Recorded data
= Beginning of Section =

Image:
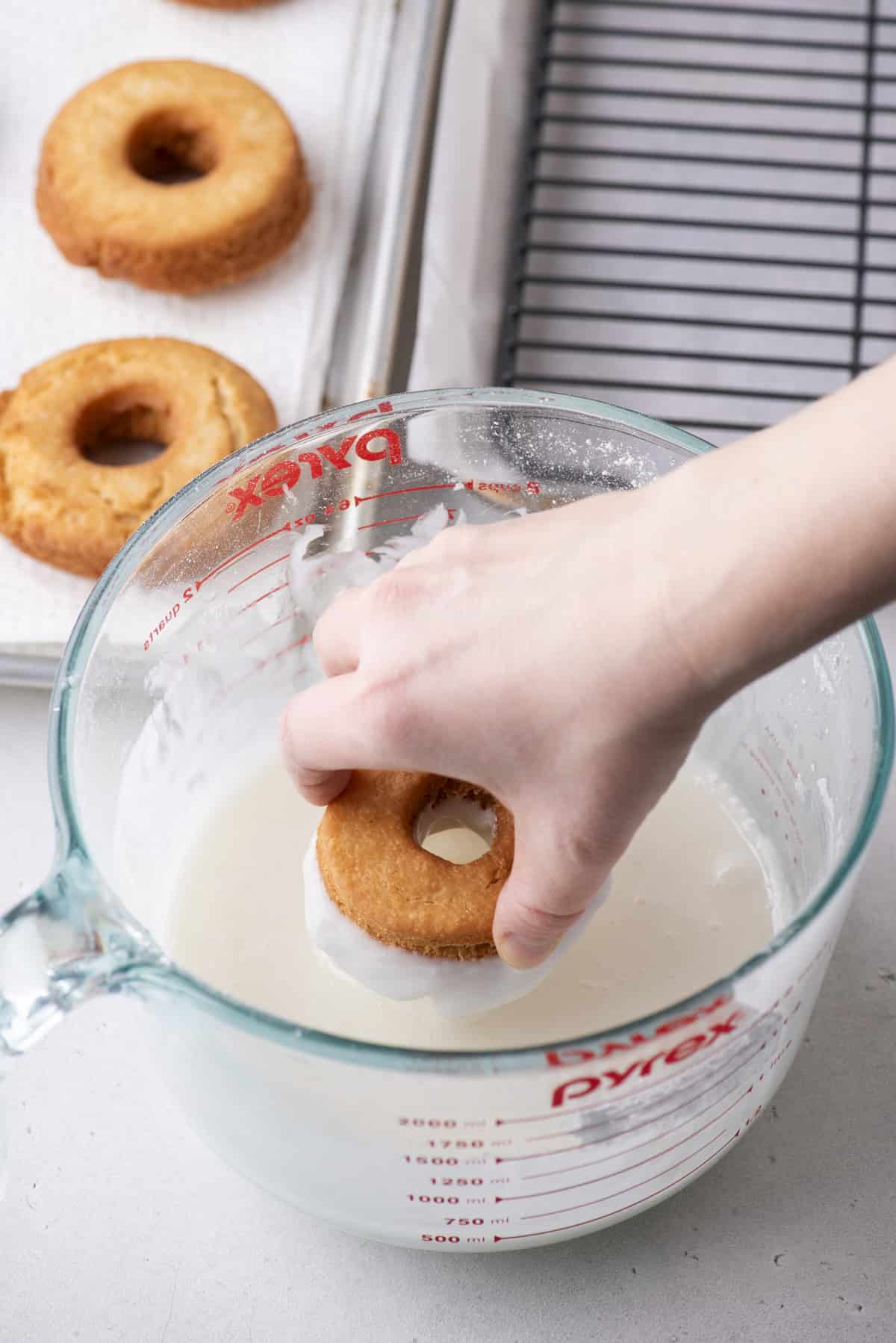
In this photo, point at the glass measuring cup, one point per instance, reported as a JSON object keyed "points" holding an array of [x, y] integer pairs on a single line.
{"points": [[176, 672]]}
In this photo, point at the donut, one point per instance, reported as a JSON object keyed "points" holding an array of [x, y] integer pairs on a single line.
{"points": [[74, 513], [381, 878], [105, 191]]}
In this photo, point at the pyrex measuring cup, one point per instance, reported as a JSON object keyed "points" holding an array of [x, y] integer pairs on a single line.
{"points": [[179, 666]]}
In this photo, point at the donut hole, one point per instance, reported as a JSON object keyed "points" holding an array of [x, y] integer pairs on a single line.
{"points": [[124, 427], [171, 148], [455, 826]]}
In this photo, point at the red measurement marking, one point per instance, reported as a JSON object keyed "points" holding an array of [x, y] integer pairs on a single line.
{"points": [[575, 1147], [247, 550], [647, 1142], [261, 665], [408, 489], [255, 601], [623, 1170], [255, 572], [626, 1208], [386, 521], [290, 615], [289, 648], [590, 1203]]}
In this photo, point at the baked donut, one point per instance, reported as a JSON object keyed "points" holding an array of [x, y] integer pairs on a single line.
{"points": [[378, 876], [107, 193], [73, 512]]}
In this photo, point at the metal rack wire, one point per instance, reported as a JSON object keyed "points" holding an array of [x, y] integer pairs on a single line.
{"points": [[707, 222]]}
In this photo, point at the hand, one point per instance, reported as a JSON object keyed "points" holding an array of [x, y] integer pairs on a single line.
{"points": [[529, 657]]}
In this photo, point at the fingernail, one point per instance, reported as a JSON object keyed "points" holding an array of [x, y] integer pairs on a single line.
{"points": [[521, 952]]}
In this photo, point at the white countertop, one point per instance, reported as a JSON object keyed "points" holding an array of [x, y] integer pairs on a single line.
{"points": [[120, 1225]]}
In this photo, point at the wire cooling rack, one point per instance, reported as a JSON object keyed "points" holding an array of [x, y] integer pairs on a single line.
{"points": [[707, 218]]}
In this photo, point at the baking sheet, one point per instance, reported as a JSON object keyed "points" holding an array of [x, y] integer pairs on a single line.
{"points": [[323, 61]]}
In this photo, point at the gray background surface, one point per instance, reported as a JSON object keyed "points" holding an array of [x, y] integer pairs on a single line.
{"points": [[119, 1223]]}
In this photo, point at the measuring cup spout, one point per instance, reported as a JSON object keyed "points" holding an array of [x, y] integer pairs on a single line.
{"points": [[58, 947]]}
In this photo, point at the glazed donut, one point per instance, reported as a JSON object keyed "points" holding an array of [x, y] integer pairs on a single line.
{"points": [[102, 193], [378, 876], [69, 511]]}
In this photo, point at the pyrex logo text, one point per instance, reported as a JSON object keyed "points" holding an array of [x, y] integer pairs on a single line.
{"points": [[376, 445], [612, 1077]]}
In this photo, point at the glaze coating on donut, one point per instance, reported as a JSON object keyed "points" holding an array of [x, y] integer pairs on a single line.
{"points": [[72, 512], [105, 191], [227, 4], [381, 878]]}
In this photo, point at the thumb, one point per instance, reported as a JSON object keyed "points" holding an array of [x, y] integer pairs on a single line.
{"points": [[550, 888]]}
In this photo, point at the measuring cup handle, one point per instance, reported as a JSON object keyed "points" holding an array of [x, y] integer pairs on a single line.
{"points": [[57, 950]]}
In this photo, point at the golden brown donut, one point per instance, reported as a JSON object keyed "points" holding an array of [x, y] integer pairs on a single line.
{"points": [[99, 200], [60, 506], [381, 878]]}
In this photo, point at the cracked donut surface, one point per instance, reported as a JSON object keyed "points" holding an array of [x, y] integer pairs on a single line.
{"points": [[378, 876], [75, 513]]}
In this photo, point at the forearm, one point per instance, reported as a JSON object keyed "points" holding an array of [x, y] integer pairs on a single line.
{"points": [[783, 538]]}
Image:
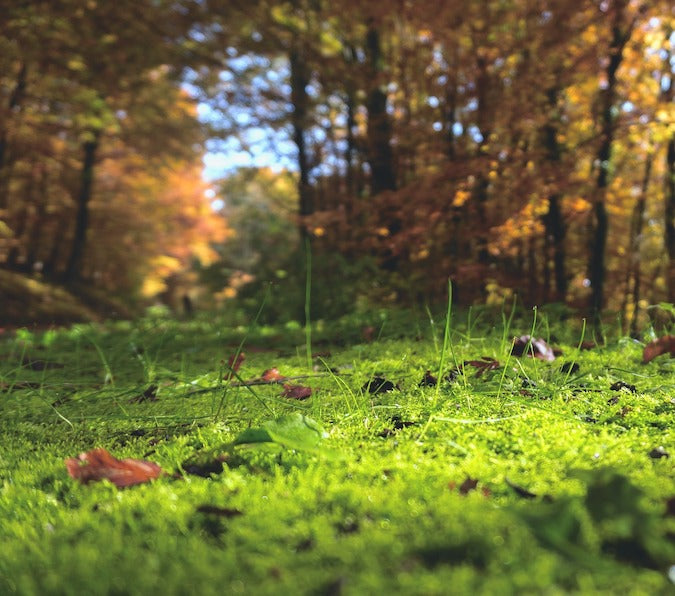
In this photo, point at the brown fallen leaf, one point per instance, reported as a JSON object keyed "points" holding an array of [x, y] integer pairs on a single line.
{"points": [[484, 364], [662, 345], [98, 464], [428, 380], [150, 394], [537, 347], [219, 511], [233, 363], [296, 391]]}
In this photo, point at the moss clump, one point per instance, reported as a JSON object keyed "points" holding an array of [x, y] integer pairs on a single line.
{"points": [[519, 478]]}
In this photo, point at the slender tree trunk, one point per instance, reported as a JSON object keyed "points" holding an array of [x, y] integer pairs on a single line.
{"points": [[14, 103], [553, 220], [599, 222], [73, 268], [636, 233], [670, 218], [380, 154], [300, 101]]}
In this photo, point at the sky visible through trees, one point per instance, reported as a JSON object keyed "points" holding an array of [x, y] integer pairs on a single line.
{"points": [[516, 147]]}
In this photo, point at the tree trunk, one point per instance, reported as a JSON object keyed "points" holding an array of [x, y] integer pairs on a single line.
{"points": [[74, 264], [380, 154], [13, 104], [599, 222], [553, 220], [300, 101], [636, 232]]}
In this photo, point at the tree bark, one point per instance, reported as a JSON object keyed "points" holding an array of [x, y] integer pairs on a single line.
{"points": [[380, 154], [14, 102], [599, 222], [553, 220], [73, 268], [670, 218], [636, 232], [300, 101]]}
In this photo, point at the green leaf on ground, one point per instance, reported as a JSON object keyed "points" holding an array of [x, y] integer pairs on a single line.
{"points": [[294, 431]]}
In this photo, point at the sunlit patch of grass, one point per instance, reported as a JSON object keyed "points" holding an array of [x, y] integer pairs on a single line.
{"points": [[411, 491]]}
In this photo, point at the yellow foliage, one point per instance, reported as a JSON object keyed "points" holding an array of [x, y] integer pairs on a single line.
{"points": [[461, 197]]}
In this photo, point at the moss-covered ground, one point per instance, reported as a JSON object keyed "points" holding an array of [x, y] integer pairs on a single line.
{"points": [[526, 476]]}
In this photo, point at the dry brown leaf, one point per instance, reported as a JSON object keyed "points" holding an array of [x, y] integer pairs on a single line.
{"points": [[662, 345], [537, 347], [272, 375], [98, 464], [233, 363], [296, 391]]}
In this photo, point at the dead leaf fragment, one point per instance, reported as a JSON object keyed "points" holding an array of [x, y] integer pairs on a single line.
{"points": [[662, 345], [219, 511], [296, 391], [150, 394], [619, 385], [428, 380], [272, 375], [532, 346], [98, 464], [378, 385], [484, 364], [521, 491], [233, 363], [658, 453]]}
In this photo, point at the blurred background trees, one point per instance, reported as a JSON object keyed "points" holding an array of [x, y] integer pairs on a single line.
{"points": [[515, 146]]}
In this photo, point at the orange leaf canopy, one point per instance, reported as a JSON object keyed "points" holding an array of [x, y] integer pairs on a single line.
{"points": [[98, 464]]}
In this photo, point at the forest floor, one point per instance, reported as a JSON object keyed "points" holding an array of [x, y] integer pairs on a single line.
{"points": [[394, 455]]}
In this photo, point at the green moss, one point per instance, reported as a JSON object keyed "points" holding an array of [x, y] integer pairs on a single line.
{"points": [[569, 494]]}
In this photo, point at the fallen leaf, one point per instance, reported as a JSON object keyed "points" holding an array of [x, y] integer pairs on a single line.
{"points": [[219, 511], [205, 468], [233, 363], [428, 380], [40, 365], [520, 490], [467, 486], [368, 333], [658, 453], [296, 391], [619, 385], [378, 385], [536, 347], [272, 375], [484, 364], [98, 464], [662, 345], [398, 424], [150, 394], [569, 368]]}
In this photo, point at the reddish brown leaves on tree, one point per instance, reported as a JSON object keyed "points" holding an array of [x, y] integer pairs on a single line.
{"points": [[296, 391], [233, 363], [532, 346], [98, 464], [662, 345]]}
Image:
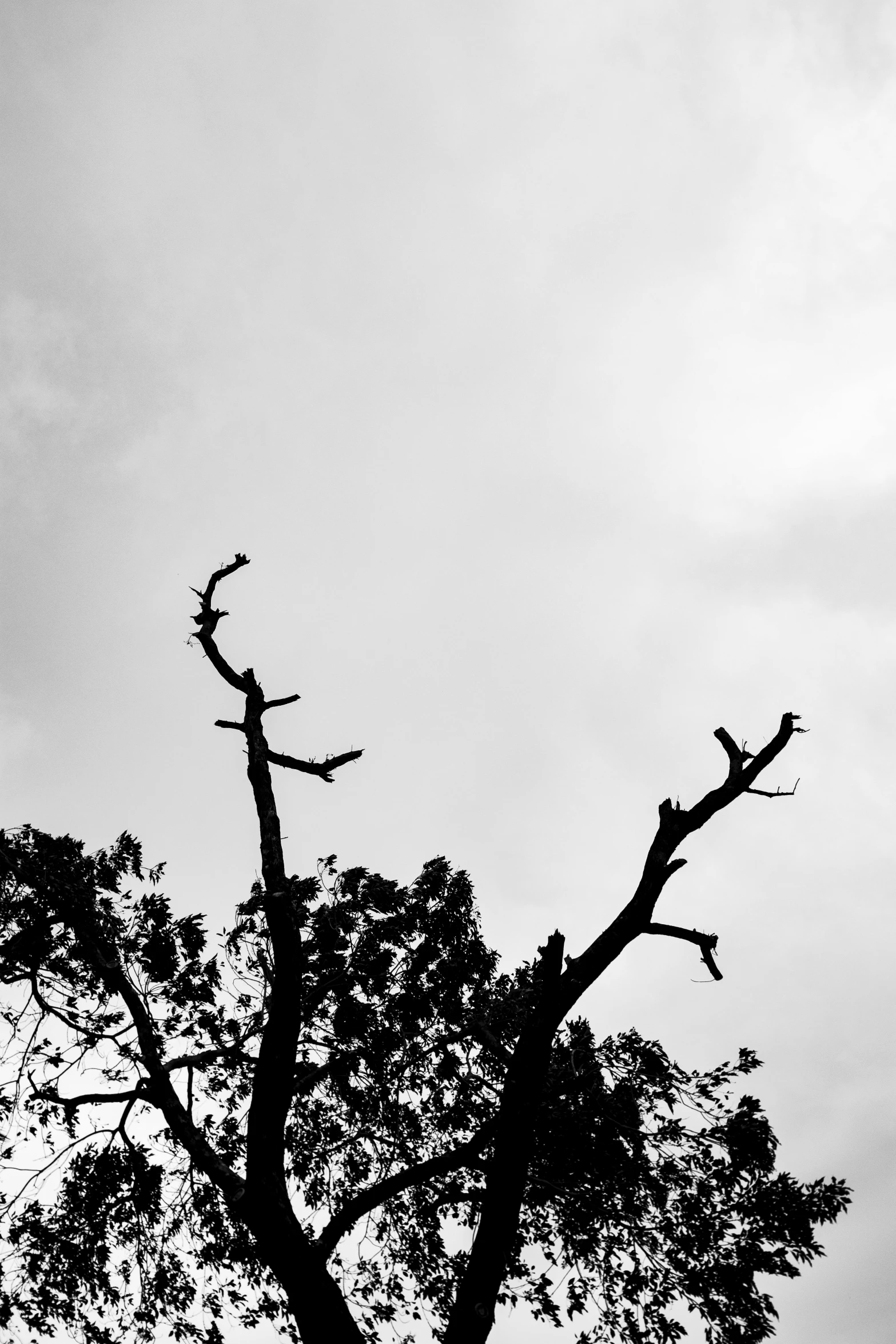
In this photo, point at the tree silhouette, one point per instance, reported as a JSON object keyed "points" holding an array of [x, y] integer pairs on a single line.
{"points": [[345, 1120]]}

= End of Section =

__EXERCISE OBJECTIVE__: Print the entries above word for word, without pictures.

__OUTPUT FOR THIS EXERCISE__:
Image:
In this photo, point at the glass measuring cup, one point per instance, reported as a JSON object keyed "points" holding an array of [x, y] integer pairs on a single line.
{"points": [[176, 672]]}
In this photo, point at the donut, one point per instance, reported as a JSON object keyed "points" holding an array of [x, y] integer pairs on a single line.
{"points": [[74, 513], [381, 878], [105, 191]]}
In this photo, point at the pyrex measuring cup, one point per instance, reported as a JSON object keyed "points" holding an array of [x, y] integer pairs on a single line.
{"points": [[179, 666]]}
In this photo, point at the donut hole, one point per instance, reported as a JSON object keyed "points" holding an array of [x, y] integer pairs on a single line.
{"points": [[124, 427], [171, 148], [455, 826]]}
In this photo, point at the red measurement marking, one point per instance, reported as a JSON object keyed "points" holding an array of [x, y] integer pairs on a single line.
{"points": [[575, 1147], [247, 550], [647, 1142], [261, 665], [408, 489], [255, 601], [623, 1170], [255, 572], [626, 1208], [386, 521], [290, 615], [289, 648], [590, 1203]]}
In this photo, point at the baked donut, one point per instance, reported as a JSON object keyed "points" holding an array of [x, y] integer pairs on a single line.
{"points": [[378, 876], [107, 193], [73, 512]]}
In this photo, point at the metal rack wire, one point per instance, reported as a JSON object keyed "points" holding an array of [x, y] integer pairs on a single line.
{"points": [[707, 222]]}
In this photo, point at the hand, one point per instance, reported as a JSON object keyed "points" holding an array of [x, y] integer pairs on a single line.
{"points": [[529, 657]]}
In this photo, point at the fingernail, one point per instance, reported as a JSON object keyed "points" holding an array of [x, y] integer pairs on a single line.
{"points": [[521, 952]]}
In this photo, point at the white countertop, one point per instance, reported as a JSON object keyed "points" holding an array of [x, y] integer pairs on a single line.
{"points": [[120, 1225]]}
In this photo, point at the wire cooling rack, one point per instance, reported as a JSON object keyed "points" holding an array of [x, y] integer pairs on a single line.
{"points": [[707, 218]]}
In this photo, point at the baking sheet, one point per instance, reported as a JSON object keyed "points" holding an array of [x, y] integer pairs on a single line.
{"points": [[323, 61]]}
In this photo, point at the gray background surface, one point per instance, reported as a JSON object keyed "points" holding an array of [x, y] integer pairs on a single line.
{"points": [[119, 1223]]}
In this photo, point at the measuring cup spout, one point per instance, reported as a JSON object keyed "points" holding an array of [x, y] integer pairs on a single line.
{"points": [[58, 947]]}
In this photo, point at the glazed donut, one point per instance, reported as a JSON object keyed "points" holding an array of [x, y] integer pairs on a single line.
{"points": [[102, 193], [378, 876], [69, 511]]}
In this photo, point at the pyrex logo text, one point per instance, reported as a JSON object keyed "points" holding an array of [x, y] integer pairs on a single line.
{"points": [[376, 445], [612, 1077]]}
In this photo, point at the glaze coating on donut, one point per instance, reported as a JSON object keyed "points" holding an array of [x, y] integer pairs on a single line.
{"points": [[72, 512], [105, 191], [227, 4], [381, 878]]}
In this photo, point at the thumb, one point per instance, reported as a JSON object keyed "points" holding an array of [x, y] integer pairs on a single line.
{"points": [[550, 888]]}
In this photo, point at the measuring cup handle, one point per instance, reported as a JSON object keyed "points" holding an array of [x, y] integer pairs on a single line.
{"points": [[57, 950]]}
In this photo, point at the golden brown donut, one point per instance, reported as a JSON object keyed "points" holding an array of [x, y] integer pairs on a single line.
{"points": [[99, 200], [60, 506], [381, 878]]}
In this photo, point at the cracked donut surface, one point per instance, reported as a JSON object keyed "points" holding an array of [x, y] integer pairs on a single line.
{"points": [[378, 876], [75, 513]]}
In this photo, point at the forearm, one point per instance, reported as a JSON object keyed "points" holding an array of [x, y] integer pairs on a single line.
{"points": [[783, 538]]}
Image:
In this photo, point at the brown fallen leaf, one point per instance, reported as a JSON object keyed "points" holding an array of [x, y] integer pairs on a single line.
{"points": [[484, 364], [662, 345], [98, 464], [428, 380], [150, 394], [537, 347], [219, 511], [233, 363], [296, 391]]}
In this photo, point at the moss clump, one point per instance, reported as a JSON object keyed "points" holding an array of [x, y] integer pairs on a single line.
{"points": [[519, 478]]}
In this photo, point at the slender tree trunk, one point per instance, reported as a JSON object keyed "points" holding an array of [x, y] integer pairs on a single line.
{"points": [[14, 103], [553, 220], [599, 222], [73, 268], [636, 233], [670, 218], [380, 154], [300, 101]]}
In this photo, point at the sky visible through trees, one point per instance, reported as a JSON object keyed "points" holding an array of [x, y] integer pairs on a single line.
{"points": [[516, 147]]}
In this photo, point at the tree trunk, one point per instance, reported as a JSON object keyed "points" holding an array of [x, y] integer pairs on a single line.
{"points": [[74, 264], [380, 154], [13, 104], [599, 222], [553, 220], [300, 101], [636, 232]]}
In this photo, point at the tree bark, one point per instance, reported as a JSON object keyed "points" holding an array of [x, y] integer pairs on a single line.
{"points": [[380, 154], [14, 102], [599, 222], [553, 220], [73, 268], [670, 218], [636, 232], [300, 101]]}
In this photo, point at the green leaf on ground, one point per instance, reported as a JSON object keyed "points" holding an array of [x, y] integer pairs on a single line.
{"points": [[294, 431]]}
In this photo, point at the sunlit patch of grass, one point per instance, reported as a JSON object keyed "points" holding an array of [x, y] integer pairs on a single line.
{"points": [[411, 491]]}
In this photo, point at the yellow foliage, one point per instance, reported as a JSON object keyed "points" holding an array of [x, y] integer pairs on a single line.
{"points": [[461, 197]]}
In this photo, point at the moss-covered ground, one point per instance, reported as a JSON object keyed "points" holding an array of [x, y] integer pairs on a single line.
{"points": [[526, 476]]}
In this photo, point at the dry brown leaf, one point per instance, reported as a JSON object keyed "points" holding an array of [x, y] integer pairs on a single line.
{"points": [[662, 345], [537, 347], [272, 375], [98, 464], [233, 363], [296, 391]]}
In this photo, point at the dead leaf fragment, one point per instance, reported as a JSON object keyed "points" holding an array of [x, y] integer pairs on a single line.
{"points": [[662, 345], [219, 511], [296, 391], [150, 394], [619, 385], [428, 380], [272, 375], [532, 346], [98, 464], [378, 385], [484, 364], [521, 491], [233, 363], [658, 453]]}
In this photo, point at the blurred background trees, one point per instance, reported as a JSON object keyed "points" holding an array of [x, y] integer pairs on a single line.
{"points": [[515, 146]]}
In this photo, point at the orange leaf canopy, one point per instance, reported as a JSON object keyed "points" holding an array of [x, y] integer pairs on a single line.
{"points": [[98, 464]]}
In this photo, point at the forest floor, one point per instance, reported as a JSON object keyed "points" holding an array of [x, y] integer pairs on a single line.
{"points": [[394, 455]]}
In this photo, point at the green moss, one point per instance, reported as a JSON object keyed "points" holding an array of [x, y] integer pairs on a single line.
{"points": [[569, 494]]}
In this photo, point at the fallen leaf, one point per instance, reported as a JSON object keyed "points" holding an array of [x, y] integer pairs on a single line.
{"points": [[219, 511], [205, 468], [233, 363], [428, 380], [40, 365], [520, 490], [467, 486], [368, 333], [658, 453], [296, 391], [619, 385], [378, 385], [536, 347], [272, 375], [484, 364], [98, 464], [662, 345], [398, 424], [150, 394], [569, 368]]}
In this photo, point at the reddish brown leaves on tree, one point per instance, reported as a JSON object keyed "points" holding an array of [x, y] integer pairs on a single line.
{"points": [[296, 391], [233, 363], [532, 346], [98, 464], [662, 345]]}
Image:
In this photo, point at the tree silhouette, one point per instance, reported as a JSON object keyed "points" holding an array of [x, y] integer pairs on a single line.
{"points": [[345, 1120]]}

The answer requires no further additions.